## Qué se pide
Copia las líneas comprendidas entre la que contiene "For each <instance>" y la que contiene "box: [541, 413, 674, 768]", ambas incluidas. Reemplaza "rough mask" por "coarse mask" y deja todo lo demás sin cambios.

## Datos disponibles
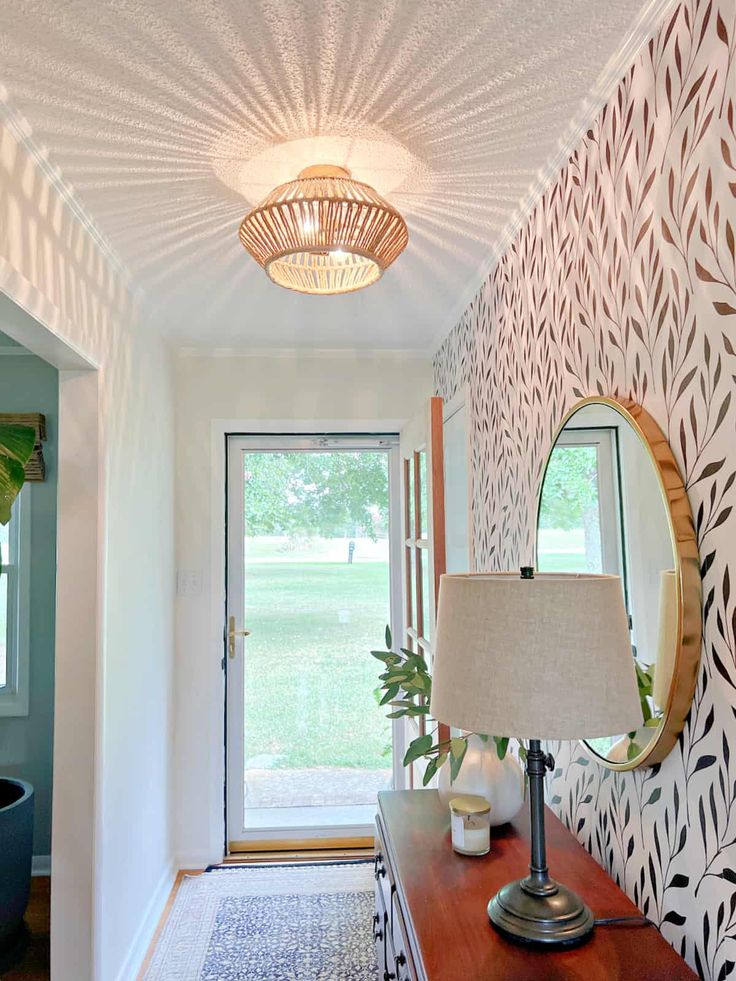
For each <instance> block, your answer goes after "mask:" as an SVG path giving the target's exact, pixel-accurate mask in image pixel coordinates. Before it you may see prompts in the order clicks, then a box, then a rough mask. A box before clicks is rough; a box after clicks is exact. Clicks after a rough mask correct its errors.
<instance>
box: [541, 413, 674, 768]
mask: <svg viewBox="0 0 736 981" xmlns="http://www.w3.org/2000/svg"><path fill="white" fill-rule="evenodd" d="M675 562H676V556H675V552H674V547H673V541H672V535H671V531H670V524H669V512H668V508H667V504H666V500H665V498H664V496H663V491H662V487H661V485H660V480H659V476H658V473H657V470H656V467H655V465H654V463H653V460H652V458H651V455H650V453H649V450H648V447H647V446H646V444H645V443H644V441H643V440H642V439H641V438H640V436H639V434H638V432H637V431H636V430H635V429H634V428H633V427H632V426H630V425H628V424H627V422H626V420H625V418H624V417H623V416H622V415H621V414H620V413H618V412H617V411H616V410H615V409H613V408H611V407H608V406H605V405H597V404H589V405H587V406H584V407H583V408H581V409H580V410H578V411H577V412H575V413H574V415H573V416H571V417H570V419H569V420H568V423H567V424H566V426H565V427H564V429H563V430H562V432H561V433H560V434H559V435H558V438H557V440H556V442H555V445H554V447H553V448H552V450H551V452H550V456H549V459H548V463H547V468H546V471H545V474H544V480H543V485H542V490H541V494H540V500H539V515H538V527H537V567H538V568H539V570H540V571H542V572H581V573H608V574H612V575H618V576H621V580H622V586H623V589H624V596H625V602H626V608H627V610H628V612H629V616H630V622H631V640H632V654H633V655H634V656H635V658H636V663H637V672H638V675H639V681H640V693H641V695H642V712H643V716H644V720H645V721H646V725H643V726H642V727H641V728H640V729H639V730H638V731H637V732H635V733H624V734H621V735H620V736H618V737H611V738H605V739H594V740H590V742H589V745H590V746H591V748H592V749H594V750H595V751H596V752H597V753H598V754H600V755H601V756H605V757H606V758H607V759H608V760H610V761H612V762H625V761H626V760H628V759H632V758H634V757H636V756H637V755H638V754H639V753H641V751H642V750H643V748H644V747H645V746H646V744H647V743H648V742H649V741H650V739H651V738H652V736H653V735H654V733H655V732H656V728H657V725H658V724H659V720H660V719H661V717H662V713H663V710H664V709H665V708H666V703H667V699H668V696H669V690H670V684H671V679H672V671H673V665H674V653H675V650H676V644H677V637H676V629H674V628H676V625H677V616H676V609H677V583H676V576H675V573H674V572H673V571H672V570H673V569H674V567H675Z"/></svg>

...

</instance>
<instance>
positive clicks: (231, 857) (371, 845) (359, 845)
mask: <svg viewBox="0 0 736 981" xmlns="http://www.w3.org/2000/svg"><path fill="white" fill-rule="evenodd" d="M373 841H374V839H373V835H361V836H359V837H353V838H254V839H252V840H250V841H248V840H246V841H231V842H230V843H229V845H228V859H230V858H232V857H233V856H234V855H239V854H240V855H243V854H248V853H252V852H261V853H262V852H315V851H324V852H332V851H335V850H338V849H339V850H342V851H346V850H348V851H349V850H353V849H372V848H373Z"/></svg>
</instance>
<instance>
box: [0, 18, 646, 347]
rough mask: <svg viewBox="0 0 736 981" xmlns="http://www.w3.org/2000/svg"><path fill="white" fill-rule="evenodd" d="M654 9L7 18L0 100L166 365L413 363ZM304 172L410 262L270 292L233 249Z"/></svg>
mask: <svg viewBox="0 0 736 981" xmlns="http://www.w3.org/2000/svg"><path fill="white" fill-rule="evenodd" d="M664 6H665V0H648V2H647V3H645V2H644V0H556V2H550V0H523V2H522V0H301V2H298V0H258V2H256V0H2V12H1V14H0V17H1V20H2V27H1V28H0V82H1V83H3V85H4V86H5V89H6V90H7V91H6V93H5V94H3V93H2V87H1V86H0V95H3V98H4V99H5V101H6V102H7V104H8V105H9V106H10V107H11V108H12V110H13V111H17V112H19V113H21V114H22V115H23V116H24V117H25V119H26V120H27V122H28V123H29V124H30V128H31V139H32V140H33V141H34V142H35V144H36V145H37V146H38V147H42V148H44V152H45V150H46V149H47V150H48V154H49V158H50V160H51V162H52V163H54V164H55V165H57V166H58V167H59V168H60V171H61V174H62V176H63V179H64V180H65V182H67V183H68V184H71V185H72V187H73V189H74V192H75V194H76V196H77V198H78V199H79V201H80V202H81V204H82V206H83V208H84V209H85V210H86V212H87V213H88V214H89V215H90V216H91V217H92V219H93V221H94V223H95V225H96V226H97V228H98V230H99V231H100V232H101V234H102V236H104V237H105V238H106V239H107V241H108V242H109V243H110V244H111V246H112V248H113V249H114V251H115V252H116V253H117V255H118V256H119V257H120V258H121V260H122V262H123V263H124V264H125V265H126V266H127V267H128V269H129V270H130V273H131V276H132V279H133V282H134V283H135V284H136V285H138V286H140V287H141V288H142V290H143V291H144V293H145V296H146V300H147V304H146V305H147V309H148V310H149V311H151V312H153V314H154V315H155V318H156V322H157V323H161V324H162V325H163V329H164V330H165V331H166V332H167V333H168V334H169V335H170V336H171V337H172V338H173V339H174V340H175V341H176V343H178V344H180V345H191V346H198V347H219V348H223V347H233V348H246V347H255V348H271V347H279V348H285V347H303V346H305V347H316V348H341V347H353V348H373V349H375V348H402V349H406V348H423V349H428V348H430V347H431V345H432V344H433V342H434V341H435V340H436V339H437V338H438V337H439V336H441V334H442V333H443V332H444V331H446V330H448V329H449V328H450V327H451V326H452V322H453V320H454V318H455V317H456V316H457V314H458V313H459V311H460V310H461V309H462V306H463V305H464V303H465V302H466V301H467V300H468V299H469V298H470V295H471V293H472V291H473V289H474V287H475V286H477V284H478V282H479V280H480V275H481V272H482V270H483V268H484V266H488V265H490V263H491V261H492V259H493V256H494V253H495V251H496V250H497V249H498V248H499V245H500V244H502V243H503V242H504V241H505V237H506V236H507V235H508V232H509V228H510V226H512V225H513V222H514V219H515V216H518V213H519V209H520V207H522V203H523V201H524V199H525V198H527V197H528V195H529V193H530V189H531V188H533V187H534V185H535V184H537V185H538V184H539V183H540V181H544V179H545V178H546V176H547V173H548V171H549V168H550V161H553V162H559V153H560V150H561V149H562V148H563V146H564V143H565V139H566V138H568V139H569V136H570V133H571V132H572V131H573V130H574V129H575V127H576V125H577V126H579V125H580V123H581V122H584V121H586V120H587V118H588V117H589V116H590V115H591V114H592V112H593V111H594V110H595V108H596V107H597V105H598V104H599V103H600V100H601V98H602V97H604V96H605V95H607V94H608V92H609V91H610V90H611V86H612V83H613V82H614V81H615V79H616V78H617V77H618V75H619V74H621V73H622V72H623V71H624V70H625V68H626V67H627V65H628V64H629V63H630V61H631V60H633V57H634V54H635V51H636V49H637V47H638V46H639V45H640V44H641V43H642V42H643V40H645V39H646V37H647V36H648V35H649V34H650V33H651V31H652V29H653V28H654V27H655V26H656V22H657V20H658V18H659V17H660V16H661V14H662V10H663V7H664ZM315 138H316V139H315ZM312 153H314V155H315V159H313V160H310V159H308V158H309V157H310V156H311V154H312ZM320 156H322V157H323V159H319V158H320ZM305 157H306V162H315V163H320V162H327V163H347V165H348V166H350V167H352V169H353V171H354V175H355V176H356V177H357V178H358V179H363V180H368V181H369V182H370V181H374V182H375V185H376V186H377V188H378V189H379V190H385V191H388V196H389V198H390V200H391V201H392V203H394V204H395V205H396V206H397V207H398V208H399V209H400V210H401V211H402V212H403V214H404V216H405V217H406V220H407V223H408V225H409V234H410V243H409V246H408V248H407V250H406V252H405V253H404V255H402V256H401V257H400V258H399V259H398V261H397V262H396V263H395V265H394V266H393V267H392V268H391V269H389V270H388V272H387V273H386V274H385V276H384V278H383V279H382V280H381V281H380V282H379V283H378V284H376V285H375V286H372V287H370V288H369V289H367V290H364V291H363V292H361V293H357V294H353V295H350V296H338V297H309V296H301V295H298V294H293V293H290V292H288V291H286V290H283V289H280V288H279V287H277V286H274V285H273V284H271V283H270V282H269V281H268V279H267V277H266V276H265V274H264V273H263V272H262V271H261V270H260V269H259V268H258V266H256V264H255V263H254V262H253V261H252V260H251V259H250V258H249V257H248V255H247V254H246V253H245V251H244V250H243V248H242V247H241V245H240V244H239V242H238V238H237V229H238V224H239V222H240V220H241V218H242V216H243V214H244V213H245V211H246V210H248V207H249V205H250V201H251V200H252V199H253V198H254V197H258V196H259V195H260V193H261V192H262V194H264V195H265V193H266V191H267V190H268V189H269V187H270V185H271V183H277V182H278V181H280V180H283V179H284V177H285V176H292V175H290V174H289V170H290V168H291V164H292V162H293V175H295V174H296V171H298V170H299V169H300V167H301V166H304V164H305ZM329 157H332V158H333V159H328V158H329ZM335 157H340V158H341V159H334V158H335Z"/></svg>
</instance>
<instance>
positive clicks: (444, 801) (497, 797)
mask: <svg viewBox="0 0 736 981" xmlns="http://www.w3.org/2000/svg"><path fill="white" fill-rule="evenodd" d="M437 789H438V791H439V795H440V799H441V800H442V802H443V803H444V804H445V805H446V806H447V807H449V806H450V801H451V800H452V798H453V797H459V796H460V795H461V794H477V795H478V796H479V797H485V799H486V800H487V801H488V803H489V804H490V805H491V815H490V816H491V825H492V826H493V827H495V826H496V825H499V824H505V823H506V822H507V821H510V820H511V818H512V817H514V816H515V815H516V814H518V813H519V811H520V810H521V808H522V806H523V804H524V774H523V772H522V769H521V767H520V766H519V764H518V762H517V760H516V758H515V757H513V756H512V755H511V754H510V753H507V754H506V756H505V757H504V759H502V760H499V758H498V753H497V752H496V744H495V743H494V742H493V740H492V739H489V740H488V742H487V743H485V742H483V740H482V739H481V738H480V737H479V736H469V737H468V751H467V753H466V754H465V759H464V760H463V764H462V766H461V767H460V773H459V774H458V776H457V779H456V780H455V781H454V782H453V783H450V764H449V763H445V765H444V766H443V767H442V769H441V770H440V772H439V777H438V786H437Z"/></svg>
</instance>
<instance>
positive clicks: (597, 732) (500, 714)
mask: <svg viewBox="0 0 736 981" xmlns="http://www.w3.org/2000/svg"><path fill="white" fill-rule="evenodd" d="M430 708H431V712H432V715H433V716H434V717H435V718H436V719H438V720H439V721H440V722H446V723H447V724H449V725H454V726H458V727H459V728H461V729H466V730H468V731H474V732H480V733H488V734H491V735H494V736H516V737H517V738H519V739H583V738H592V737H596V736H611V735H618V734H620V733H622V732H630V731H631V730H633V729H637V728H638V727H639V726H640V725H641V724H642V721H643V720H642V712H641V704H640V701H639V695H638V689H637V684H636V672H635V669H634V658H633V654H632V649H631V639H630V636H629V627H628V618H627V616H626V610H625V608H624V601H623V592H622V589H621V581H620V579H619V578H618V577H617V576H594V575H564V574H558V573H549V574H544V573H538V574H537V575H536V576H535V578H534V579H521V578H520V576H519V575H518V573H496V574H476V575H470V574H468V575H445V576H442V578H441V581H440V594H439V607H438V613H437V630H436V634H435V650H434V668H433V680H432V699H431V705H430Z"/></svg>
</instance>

---

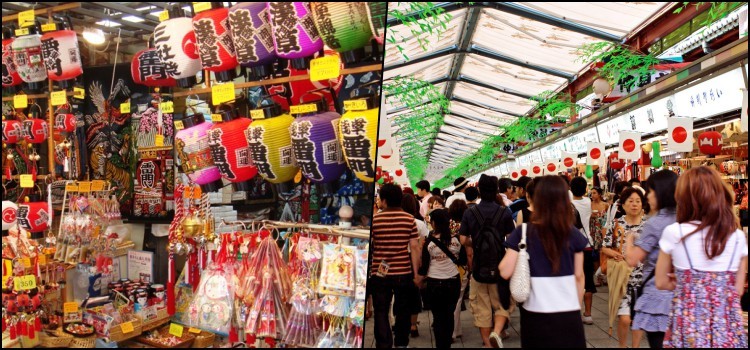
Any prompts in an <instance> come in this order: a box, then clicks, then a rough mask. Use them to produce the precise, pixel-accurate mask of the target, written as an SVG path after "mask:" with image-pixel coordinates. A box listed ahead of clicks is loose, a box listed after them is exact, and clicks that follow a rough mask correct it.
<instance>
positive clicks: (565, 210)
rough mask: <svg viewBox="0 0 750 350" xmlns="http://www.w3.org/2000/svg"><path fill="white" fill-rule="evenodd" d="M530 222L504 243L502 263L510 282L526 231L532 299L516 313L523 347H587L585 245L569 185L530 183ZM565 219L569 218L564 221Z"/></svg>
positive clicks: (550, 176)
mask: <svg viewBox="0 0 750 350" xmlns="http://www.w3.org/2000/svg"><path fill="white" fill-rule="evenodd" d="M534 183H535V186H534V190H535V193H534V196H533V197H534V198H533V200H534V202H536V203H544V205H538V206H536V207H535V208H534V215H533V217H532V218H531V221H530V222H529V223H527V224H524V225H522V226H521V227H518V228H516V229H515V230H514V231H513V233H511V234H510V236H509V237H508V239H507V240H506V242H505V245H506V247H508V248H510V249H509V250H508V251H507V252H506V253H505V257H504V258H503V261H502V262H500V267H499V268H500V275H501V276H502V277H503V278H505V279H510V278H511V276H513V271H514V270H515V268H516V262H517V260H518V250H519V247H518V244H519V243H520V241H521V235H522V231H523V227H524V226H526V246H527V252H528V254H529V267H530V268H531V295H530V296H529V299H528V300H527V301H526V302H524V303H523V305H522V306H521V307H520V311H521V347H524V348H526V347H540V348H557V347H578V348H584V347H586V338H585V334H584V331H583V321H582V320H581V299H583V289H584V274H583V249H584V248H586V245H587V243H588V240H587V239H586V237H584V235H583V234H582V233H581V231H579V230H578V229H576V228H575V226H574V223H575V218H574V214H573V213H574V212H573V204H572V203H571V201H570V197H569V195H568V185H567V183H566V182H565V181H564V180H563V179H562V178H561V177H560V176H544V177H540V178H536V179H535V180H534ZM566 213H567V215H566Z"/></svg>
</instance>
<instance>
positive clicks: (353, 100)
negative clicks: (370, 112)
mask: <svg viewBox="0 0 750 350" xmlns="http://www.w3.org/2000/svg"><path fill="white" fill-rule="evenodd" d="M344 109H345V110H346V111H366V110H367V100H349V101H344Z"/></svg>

## Solución
For each <instance> block, your answer goes after "mask:" as an SVG path giving the target's exact, pixel-accurate mask in image pixel coordinates. Before it you may see prompts in the order clicks, then a box, then a coarse mask. A box before clicks is rough; a box after clicks is exact. Clicks after a coarse mask correct its errors.
<instance>
box: [541, 413, 674, 768]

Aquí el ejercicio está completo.